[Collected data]
────────
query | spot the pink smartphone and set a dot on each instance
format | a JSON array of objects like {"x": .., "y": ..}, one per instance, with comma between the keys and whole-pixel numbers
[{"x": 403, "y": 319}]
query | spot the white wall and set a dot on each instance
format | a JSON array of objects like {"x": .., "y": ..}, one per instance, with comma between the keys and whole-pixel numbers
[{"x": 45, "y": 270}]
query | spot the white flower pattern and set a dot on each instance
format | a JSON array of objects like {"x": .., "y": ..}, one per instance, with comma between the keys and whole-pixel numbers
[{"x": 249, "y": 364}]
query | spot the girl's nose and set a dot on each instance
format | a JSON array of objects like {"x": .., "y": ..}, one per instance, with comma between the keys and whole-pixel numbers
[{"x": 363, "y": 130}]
────────
WHAT TO PRODUCE:
Give the stretch of the listing from the line containing "query | spot the girl's" through the end as a two-column CSV with columns named input and output. Put each text and its answer in one row, each in a single quoted field, with line breaks replaced by spaces.

SOLUTION FOR THIS EXERCISE:
input,output
"query | spot the girl's nose and set a dot on each instance format | a JSON array of objects like {""x"": .., ""y"": ..}, one per instance, with comma between the keys and whole-pixel numbers","[{""x"": 363, ""y"": 130}]"